◆ Problem details ◆
Write out everything from the row containing "Where can the palm" down to the last of the rows below, with "blank placard" swapped for "empty sign" and nothing else changed. Leave the pictures out.

───

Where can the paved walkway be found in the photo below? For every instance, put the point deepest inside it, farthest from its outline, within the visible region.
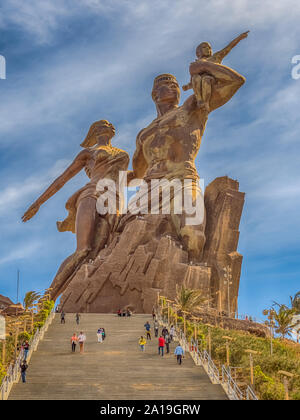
(114, 369)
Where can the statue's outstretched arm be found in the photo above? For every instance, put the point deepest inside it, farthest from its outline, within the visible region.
(222, 53)
(228, 81)
(75, 167)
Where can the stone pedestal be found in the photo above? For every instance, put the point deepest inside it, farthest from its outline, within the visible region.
(145, 257)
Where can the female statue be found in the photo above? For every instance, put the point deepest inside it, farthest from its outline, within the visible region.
(100, 160)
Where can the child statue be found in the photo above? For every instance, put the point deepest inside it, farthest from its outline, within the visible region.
(202, 83)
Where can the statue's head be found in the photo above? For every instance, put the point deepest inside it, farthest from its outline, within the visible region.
(165, 89)
(204, 50)
(101, 128)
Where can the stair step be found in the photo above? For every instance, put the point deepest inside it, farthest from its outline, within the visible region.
(112, 370)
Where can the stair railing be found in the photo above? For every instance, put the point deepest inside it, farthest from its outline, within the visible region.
(14, 370)
(202, 357)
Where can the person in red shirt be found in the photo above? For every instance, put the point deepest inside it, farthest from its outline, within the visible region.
(161, 345)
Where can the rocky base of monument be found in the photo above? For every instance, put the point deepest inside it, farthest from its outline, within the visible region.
(145, 256)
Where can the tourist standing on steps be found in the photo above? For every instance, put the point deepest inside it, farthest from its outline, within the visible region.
(161, 345)
(142, 343)
(179, 353)
(103, 334)
(26, 349)
(167, 341)
(153, 314)
(172, 332)
(100, 335)
(156, 326)
(81, 340)
(164, 332)
(23, 367)
(62, 318)
(148, 327)
(74, 340)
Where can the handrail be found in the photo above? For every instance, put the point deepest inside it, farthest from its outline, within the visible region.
(250, 395)
(202, 357)
(14, 370)
(233, 391)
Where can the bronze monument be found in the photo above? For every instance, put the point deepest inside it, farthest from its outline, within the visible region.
(124, 260)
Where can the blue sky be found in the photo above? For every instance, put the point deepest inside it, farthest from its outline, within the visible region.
(70, 63)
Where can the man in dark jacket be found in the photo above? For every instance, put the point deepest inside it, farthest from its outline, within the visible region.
(23, 367)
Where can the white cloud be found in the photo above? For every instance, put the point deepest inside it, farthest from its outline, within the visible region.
(14, 195)
(23, 251)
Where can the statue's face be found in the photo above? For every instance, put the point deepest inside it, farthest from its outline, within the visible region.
(166, 91)
(204, 50)
(104, 128)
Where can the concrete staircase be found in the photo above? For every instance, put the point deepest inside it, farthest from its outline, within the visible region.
(113, 370)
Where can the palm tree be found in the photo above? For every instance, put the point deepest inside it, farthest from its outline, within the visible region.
(295, 302)
(188, 300)
(283, 317)
(30, 298)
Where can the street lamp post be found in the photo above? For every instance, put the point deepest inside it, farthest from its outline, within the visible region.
(228, 339)
(209, 338)
(228, 282)
(286, 377)
(271, 324)
(251, 352)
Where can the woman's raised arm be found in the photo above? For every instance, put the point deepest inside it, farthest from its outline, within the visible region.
(78, 163)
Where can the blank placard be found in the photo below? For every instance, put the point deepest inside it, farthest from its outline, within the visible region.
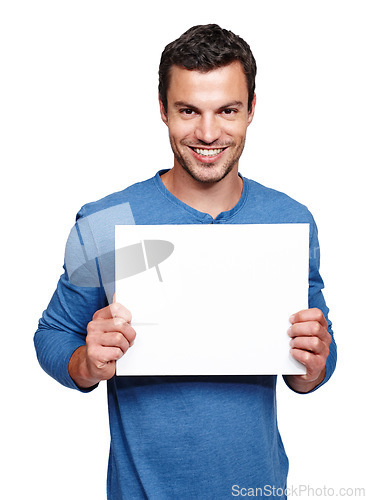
(211, 299)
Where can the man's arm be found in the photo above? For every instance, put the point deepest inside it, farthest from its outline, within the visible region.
(109, 336)
(309, 344)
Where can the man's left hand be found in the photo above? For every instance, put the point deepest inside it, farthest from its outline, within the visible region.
(309, 344)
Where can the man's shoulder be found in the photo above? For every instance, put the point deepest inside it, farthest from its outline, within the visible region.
(273, 201)
(138, 191)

───

◆ Exercise solution ◆
Where can the palm tree be found in the photo above? For every instance, put the point deepest inside it, farthest from its outline, within the visible region.
(295, 302)
(188, 300)
(283, 317)
(30, 298)
Where can the street lamp post be found in the photo above? For every instance, put the point deepest inside it, farthest from its outline, within the visible region.
(228, 339)
(209, 338)
(228, 282)
(286, 377)
(271, 324)
(251, 352)
Where can the woman's raised arm be found in the photo above? For every instance, put the point deepest inside it, farthest from its outline, within the visible region.
(78, 163)
Where can the empty sign be found in the photo below? For every instance, put the point deepest inside it, farthest from its outline, within the visible region.
(211, 299)
Where can the man's arm be found in the photo above? For every instance, put the point deepest inside it, farthest from its outline, within the visible region.
(109, 336)
(309, 344)
Where can the man's left hand be found in the photo above? For every instance, put the point deepest inside it, farthest from its outline, within the visible region.
(309, 344)
Where can the man's shoulder be found in the photo above? For every instance, put the point deepest inside it, farthest from its outline, within the visible region.
(273, 201)
(138, 191)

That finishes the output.